**Point annotations for photos**.
'''
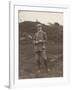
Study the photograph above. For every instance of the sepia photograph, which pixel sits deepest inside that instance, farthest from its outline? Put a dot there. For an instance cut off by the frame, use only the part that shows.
(40, 44)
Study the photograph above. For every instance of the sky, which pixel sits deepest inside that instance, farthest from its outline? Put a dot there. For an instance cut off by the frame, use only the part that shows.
(43, 17)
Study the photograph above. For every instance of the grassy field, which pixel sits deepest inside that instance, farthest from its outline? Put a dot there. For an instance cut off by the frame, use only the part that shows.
(28, 66)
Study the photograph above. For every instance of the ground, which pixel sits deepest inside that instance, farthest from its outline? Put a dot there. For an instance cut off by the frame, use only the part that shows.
(28, 66)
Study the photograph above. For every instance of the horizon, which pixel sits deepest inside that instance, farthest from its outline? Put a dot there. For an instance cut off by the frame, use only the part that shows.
(42, 17)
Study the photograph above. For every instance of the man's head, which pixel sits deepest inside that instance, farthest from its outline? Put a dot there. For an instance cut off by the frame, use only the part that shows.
(39, 27)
'''
Add 27 to every coordinate in the answers and rewrite the entire listing above, keeping all of its text lines unchanged apart from those coordinates. Leave out the pictures.

Study the photograph above. For every instance of the sepia photograph, which pixel sits deepest inside that instance, farthest from its outline? Put a dot there. For an instance cut off by the frame, use only the part that shows.
(67, 71)
Study the photograph above. For every instance of the sky, which pixel sits deepest inside that instance, farthest from its outline? Put a dot there. For an instance cut off by the frame, use only the part that shows.
(70, 44)
Study the photograph above. For every instance of the grassy field, which pixel sits deepest inside that instance, farthest from its outline? Put a dot there. For an instance cut off by the frame, use only the part that shows.
(55, 93)
Study the photograph above. For every instance of the ground, which pixel sits deepest inside that instance, farthest from its outline? Put a dot there. For an instance cut off by the frame, use only the part that shows.
(55, 93)
Study the photograph above. For every instance of the horizon, which pixel sits deepest inside that instance, farthest from its outline? Put a dot there. For an instance cut off by the frame, use only the part that shows.
(69, 44)
Study the photograph above. For every instance of the man's head, which pixel sits deepest inside that instance, farthest from its outline? Put a dot there. For an instance cut off by the frame, use only the part that shows.
(66, 54)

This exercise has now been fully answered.